__Your instructions__. Duplicate the records below word for word, from their start through the line containing "[791,553,961,607]", inclusive, and leave the pictures out of your answer.

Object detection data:
◆ ◆ ◆

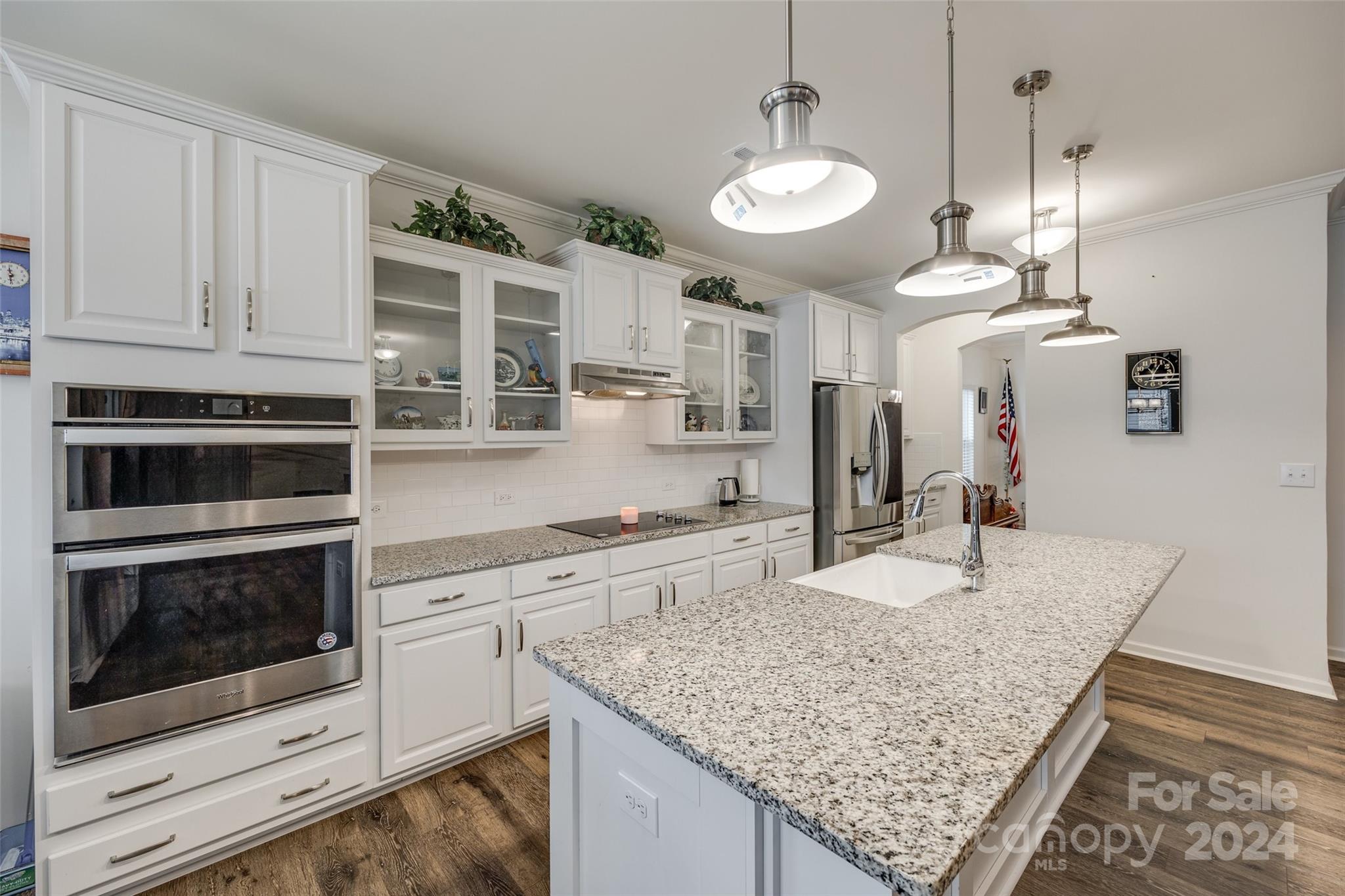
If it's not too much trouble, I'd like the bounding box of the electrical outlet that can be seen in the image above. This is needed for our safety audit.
[616,771,659,837]
[1279,463,1317,489]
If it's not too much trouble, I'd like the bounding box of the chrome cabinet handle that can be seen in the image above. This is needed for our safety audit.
[280,778,332,801]
[426,591,467,603]
[108,771,172,800]
[280,725,331,747]
[108,834,177,865]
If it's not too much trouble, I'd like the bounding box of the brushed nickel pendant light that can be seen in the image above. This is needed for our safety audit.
[986,70,1083,326]
[710,0,878,234]
[896,0,1013,295]
[1041,144,1120,348]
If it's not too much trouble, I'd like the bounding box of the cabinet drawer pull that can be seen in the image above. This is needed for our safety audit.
[426,591,467,603]
[108,834,177,865]
[280,778,332,801]
[280,725,331,747]
[108,771,172,800]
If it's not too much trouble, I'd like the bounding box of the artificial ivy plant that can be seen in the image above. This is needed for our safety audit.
[580,203,663,261]
[686,277,765,314]
[393,185,531,258]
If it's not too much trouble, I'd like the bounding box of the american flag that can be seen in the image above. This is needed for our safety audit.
[997,366,1022,485]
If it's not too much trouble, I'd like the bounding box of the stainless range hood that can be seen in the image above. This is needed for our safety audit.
[570,364,692,400]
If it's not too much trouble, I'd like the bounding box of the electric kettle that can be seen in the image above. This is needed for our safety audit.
[720,475,738,507]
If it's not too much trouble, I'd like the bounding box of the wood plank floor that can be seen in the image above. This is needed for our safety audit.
[150,654,1345,896]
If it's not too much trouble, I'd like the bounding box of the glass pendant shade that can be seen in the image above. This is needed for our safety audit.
[710,81,878,234]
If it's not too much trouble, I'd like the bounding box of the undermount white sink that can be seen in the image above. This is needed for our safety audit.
[791,553,961,607]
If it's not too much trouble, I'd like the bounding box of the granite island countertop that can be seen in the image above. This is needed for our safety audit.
[370,501,812,588]
[534,525,1185,896]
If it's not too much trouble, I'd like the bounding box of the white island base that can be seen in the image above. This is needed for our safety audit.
[550,674,1107,896]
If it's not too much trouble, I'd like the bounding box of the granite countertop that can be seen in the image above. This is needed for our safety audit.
[370,501,812,588]
[534,525,1185,896]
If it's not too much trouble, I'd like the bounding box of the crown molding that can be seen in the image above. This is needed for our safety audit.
[0,40,384,175]
[827,168,1345,298]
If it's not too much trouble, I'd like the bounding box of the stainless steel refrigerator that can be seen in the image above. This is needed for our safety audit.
[812,385,904,570]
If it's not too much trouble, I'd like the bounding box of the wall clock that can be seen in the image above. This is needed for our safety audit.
[1126,348,1182,435]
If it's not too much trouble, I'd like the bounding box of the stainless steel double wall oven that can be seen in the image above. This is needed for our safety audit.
[51,383,361,760]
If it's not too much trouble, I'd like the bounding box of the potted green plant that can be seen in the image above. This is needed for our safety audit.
[580,203,663,261]
[686,277,765,314]
[393,185,531,258]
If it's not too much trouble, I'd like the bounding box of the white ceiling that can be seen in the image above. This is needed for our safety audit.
[0,0,1345,288]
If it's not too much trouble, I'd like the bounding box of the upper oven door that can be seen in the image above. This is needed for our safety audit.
[51,426,359,543]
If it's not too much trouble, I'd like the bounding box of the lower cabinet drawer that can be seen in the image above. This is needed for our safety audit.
[45,689,366,834]
[47,747,368,896]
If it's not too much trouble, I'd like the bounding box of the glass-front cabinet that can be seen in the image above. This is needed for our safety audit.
[370,227,573,450]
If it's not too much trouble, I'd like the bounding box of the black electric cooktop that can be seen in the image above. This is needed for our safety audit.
[550,511,703,539]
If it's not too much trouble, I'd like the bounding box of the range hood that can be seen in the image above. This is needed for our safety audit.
[570,364,692,400]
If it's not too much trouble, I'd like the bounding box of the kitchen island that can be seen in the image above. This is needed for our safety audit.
[534,526,1183,896]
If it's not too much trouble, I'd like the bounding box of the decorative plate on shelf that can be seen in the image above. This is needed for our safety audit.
[374,357,402,385]
[495,345,527,388]
[738,373,761,404]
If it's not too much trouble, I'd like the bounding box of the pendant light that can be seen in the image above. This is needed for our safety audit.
[896,0,1013,295]
[986,71,1083,326]
[710,0,878,234]
[1041,144,1120,347]
[1013,205,1077,255]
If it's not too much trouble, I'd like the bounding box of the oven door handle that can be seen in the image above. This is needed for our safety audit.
[60,426,355,444]
[66,525,358,572]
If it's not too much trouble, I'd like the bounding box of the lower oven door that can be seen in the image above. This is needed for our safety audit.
[55,526,361,757]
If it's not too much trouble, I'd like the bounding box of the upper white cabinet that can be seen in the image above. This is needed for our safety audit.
[35,85,218,349]
[538,239,692,370]
[33,82,381,362]
[238,140,366,362]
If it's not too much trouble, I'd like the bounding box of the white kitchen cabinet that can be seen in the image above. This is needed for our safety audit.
[33,83,219,349]
[769,534,812,582]
[714,544,766,594]
[538,239,692,371]
[238,140,366,362]
[378,605,510,778]
[510,584,603,728]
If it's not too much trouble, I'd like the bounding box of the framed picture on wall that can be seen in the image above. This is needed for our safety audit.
[1126,348,1182,435]
[0,234,32,376]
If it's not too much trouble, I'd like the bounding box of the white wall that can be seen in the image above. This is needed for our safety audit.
[372,398,747,545]
[0,74,33,828]
[1027,194,1332,696]
[1326,218,1345,661]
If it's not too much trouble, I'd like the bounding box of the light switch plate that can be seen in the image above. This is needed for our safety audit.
[1279,463,1317,489]
[616,771,659,837]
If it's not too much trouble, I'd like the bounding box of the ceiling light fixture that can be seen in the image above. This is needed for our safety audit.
[986,70,1083,326]
[1013,205,1077,255]
[710,0,878,234]
[1041,144,1120,348]
[896,0,1013,295]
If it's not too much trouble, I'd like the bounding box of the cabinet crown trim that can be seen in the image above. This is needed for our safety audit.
[11,40,384,175]
[537,239,694,280]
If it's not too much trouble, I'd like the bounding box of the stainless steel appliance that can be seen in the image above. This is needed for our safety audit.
[550,511,705,539]
[53,384,361,761]
[812,385,902,570]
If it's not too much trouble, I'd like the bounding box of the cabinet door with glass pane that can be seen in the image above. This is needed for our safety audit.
[730,321,776,439]
[679,310,733,442]
[374,243,484,442]
[481,267,570,442]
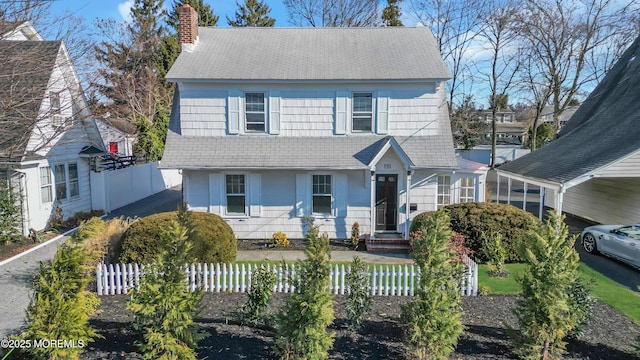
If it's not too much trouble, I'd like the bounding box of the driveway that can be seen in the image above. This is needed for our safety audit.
[0,186,182,339]
[487,170,640,293]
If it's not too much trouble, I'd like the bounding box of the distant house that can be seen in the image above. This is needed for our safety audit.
[161,6,484,239]
[497,37,640,224]
[0,23,104,234]
[540,105,578,129]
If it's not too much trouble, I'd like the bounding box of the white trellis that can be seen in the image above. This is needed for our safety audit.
[96,258,478,296]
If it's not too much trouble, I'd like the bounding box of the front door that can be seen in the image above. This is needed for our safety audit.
[376,175,398,231]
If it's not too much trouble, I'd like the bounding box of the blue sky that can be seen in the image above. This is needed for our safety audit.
[52,0,415,26]
[52,0,302,26]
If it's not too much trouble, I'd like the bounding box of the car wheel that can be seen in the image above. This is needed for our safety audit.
[582,233,598,254]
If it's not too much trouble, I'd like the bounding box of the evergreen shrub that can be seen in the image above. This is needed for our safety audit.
[410,202,540,263]
[118,211,238,264]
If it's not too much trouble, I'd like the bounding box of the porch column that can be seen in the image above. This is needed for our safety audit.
[538,186,547,220]
[404,170,411,240]
[369,170,376,240]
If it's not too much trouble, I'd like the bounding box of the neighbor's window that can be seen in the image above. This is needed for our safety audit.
[437,175,451,209]
[226,175,246,215]
[53,164,67,200]
[352,93,373,132]
[313,175,331,214]
[40,166,53,204]
[460,178,476,203]
[244,93,265,132]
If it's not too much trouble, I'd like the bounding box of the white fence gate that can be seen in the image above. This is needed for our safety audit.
[96,258,478,296]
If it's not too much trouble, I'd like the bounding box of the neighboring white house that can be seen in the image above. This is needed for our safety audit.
[0,23,104,235]
[161,5,484,239]
[497,37,640,224]
[96,118,137,156]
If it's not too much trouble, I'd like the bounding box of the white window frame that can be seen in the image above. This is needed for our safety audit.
[351,91,375,134]
[244,91,268,134]
[40,166,53,204]
[311,174,333,216]
[436,175,451,209]
[459,177,476,203]
[224,174,247,217]
[53,162,80,201]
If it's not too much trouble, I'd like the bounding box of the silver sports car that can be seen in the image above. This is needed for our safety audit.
[580,224,640,268]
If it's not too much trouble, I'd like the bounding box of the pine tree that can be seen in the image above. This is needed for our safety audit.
[382,0,404,26]
[274,222,334,360]
[514,211,584,359]
[21,239,100,359]
[127,215,202,359]
[227,0,276,27]
[401,211,463,359]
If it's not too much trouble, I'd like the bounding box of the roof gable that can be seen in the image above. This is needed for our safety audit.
[0,40,61,160]
[167,27,450,81]
[500,37,640,183]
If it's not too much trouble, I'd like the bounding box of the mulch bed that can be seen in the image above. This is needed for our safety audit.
[7,293,640,360]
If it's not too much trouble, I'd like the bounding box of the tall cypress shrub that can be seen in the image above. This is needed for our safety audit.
[401,211,464,359]
[274,222,334,360]
[514,211,586,359]
[127,215,202,360]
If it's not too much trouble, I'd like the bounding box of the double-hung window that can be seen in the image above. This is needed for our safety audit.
[49,92,64,127]
[53,163,80,200]
[437,175,451,209]
[244,92,266,132]
[40,166,53,204]
[460,178,476,203]
[53,164,67,200]
[351,93,373,132]
[313,175,331,214]
[226,175,246,215]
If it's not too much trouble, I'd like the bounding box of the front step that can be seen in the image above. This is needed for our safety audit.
[366,234,411,254]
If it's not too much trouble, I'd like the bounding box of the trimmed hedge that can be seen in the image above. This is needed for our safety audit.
[118,211,238,264]
[410,202,540,263]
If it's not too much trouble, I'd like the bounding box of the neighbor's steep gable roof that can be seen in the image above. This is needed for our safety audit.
[0,40,62,161]
[499,37,640,184]
[167,27,451,81]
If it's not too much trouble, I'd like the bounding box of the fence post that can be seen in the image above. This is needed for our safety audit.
[96,263,103,295]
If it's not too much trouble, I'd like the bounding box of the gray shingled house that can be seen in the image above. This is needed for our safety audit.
[160,6,484,240]
[498,37,640,224]
[0,22,103,235]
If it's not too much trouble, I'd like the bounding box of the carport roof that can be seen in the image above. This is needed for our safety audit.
[498,37,640,185]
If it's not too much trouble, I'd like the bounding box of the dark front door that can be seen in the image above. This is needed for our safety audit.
[376,175,398,231]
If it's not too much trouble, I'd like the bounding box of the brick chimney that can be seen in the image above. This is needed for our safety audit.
[178,4,198,51]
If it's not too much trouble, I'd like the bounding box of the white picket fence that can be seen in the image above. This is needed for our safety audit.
[96,258,478,296]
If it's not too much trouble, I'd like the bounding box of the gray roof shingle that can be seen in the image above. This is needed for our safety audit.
[167,27,450,81]
[161,131,457,169]
[499,37,640,184]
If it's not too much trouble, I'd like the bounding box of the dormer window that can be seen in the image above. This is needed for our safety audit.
[244,92,266,132]
[352,93,373,132]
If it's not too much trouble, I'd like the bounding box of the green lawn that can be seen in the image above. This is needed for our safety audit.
[478,264,640,324]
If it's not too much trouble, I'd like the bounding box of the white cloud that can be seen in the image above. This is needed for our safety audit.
[118,0,133,22]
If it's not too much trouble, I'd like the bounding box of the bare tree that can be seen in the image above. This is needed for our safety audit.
[411,0,486,111]
[479,0,521,169]
[283,0,379,27]
[0,0,98,162]
[518,0,639,132]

◆ ◆ ◆

__Response__.
If it's not too much trouble, I'd like the bounding box of the electrical outlet that can be seen in the image above. This is needed for our safety audit.
[616,771,659,837]
[1279,463,1317,489]
If it's not too much trouble, I'd like the bounding box of the chrome cabinet handle that can be seen in the image above. This is needed for our safety audit.
[280,778,332,801]
[426,591,467,603]
[108,771,172,800]
[280,725,331,747]
[108,834,177,865]
If it's not too much trouble, I'd like the bounding box of the brushed nickel pendant light that can be seen in the image above. This is needed for our safety audit.
[986,70,1083,326]
[710,0,878,234]
[896,0,1013,295]
[1041,144,1120,348]
If it's not too much trouble, I'd like the bounding box of the cabinet drawer pull that can be seen in the image above. This is needed for our safety audit.
[426,591,467,603]
[108,834,177,865]
[280,778,332,801]
[280,725,331,747]
[108,771,172,800]
If it's not too much trouble, I'd like the bounding box of the artificial ivy plant that can be seen in the image above. This is needed for our safety audit.
[580,203,663,261]
[686,277,765,314]
[393,185,531,258]
If it's not too much trouble, I'd like the bounding box of the american flag that can be seen in the image above. This is needed for our safety audit.
[997,366,1022,485]
If it's not too much trouble, I'd like the bounding box of the stainless range hood that can be seen in the image above. This is needed for our safety audit.
[570,364,692,400]
If it's not too much trouble, I'd like the bounding box of the electric kettle that can be seen in the image above. This is needed for our safety audit.
[720,475,738,507]
If it's not too much trouble, I'd like the bounding box of the wood plank floor that can be seen in the image above. This is needed for our safety audit.
[150,654,1345,896]
If it's not too much trouble, I'd like the bounding box of the glass pendant shade that can be seen in the image above. This is needed for our safety audit.
[710,81,878,234]
If it's not too much trouble, I'd like the bounding box of the undermount white sink that can be seen in the image above. This is needed for our safety audit.
[791,553,961,607]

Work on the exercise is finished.